- _Using the information_
1. In the soil microbiome summary, which group of protists emerged as dominant keystone taxa across all land uses?
2. Write a continuation of the soil microbiome summary that picks up after its final sentence.

- _Exercise text_
= = = = = = =
Summary
This long-term field experiment provides a holistic assessment of soil microbiome restructuring under land-use intensification, integrating bacterial, fungal and protist communities alongside their co-occurrence networks. The findings demonstrate that perennial grasslands maintain significantly higher microbial network complexity than temporary or continuous arable systems, with protists—especially Rhizaria—emerging as dominant keystone taxa across all land uses. The work highlights legacy effects from preceding cropping systems and emphasises the importance of including protist communities in comprehensive soil microbiome assessments.
UK applicability
These findings are directly applicable to UK farming practice, where crop intensification and the conversion of grassland to arable cultivation remain prevalent. The identification of lasting microbiome legacy effects from prior land use could inform UK soil health policy and the design of regenerative farming transitions, particularly regarding the timescale required for microbiome recovery following intensification.
= = = = = = =
- _Supplied entries_
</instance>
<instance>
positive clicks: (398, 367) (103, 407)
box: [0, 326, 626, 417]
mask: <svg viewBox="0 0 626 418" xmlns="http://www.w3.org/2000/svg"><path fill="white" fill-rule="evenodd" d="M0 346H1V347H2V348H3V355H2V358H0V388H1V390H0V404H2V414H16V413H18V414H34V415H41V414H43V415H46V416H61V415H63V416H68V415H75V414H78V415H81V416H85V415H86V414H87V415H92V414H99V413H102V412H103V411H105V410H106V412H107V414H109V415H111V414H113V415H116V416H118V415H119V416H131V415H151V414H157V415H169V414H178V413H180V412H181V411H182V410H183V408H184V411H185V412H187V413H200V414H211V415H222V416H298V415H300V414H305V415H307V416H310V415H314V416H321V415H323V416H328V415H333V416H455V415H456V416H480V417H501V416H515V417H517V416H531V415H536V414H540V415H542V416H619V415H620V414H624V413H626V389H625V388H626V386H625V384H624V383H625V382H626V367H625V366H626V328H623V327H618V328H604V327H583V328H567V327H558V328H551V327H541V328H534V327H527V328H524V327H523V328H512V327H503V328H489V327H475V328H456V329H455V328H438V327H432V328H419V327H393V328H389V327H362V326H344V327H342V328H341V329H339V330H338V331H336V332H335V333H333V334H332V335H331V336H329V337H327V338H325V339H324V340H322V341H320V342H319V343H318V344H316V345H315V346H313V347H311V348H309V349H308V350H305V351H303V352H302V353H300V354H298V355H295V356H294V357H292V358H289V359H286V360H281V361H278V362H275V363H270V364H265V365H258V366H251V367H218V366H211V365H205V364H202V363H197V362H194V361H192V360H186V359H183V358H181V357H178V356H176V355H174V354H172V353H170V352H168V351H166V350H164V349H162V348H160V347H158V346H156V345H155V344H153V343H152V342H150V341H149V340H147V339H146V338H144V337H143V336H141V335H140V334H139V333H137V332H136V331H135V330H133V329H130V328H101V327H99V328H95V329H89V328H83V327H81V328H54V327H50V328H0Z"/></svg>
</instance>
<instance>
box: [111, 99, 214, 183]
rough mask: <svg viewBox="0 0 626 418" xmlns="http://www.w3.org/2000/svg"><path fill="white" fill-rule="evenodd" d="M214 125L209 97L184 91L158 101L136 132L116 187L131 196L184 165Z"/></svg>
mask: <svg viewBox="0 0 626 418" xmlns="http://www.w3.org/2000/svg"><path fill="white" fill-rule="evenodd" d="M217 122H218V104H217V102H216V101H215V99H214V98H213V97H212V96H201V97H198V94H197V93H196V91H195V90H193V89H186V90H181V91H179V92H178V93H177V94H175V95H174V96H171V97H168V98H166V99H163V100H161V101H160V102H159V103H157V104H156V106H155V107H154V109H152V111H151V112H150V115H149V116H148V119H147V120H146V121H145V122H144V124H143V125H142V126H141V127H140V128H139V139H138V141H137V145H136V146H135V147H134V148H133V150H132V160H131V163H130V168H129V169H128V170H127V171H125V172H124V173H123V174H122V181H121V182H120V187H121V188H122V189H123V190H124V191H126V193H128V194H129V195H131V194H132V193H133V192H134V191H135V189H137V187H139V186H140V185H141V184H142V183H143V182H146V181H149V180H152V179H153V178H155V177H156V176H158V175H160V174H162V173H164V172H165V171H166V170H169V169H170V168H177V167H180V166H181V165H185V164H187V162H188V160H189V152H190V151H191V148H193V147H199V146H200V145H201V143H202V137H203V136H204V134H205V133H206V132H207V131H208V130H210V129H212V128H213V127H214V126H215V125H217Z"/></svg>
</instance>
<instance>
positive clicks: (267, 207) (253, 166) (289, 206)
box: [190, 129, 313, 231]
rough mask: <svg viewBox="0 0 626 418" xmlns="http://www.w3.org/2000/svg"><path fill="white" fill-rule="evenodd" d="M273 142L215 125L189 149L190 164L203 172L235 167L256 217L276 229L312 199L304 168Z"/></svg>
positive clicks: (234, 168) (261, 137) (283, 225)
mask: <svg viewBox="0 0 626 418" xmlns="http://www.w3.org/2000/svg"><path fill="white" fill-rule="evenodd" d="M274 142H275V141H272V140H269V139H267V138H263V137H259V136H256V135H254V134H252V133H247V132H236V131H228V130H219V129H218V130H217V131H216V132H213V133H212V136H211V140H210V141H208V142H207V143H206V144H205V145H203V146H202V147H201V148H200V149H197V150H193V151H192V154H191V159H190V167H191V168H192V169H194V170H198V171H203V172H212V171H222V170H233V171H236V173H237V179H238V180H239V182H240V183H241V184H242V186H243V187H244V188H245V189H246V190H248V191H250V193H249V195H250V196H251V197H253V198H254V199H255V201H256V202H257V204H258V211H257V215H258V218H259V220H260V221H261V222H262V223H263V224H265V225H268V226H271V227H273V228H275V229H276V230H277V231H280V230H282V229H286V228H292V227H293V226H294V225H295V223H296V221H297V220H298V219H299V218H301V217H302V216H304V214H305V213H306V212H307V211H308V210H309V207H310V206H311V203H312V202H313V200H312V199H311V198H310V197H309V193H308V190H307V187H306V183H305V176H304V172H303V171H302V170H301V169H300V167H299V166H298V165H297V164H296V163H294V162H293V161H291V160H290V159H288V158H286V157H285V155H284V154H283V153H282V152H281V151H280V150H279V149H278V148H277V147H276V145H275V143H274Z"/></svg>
= = = = = = =
- _Outputs by task_
1. Rhizaria

2.
Key measures
Microbial community composition (16S rRNA and ITS sequencing, protist molecular profiling); co-occurrence network complexity metrics; taxa richness and abundance; network connectivity indices across bacterial, fungal and protist groups
Outcomes reported
The study quantified changes in bacterial, fungal and protist community composition and co-occurrence network complexity across three land-use regimes (continuous cropping, temporary grassland-arable rotation, perennial grassland). Network analyses identified protists—particularly Rhizaria—as keystone taxa with disproportionately high connectivity relative to bacteria and fungi.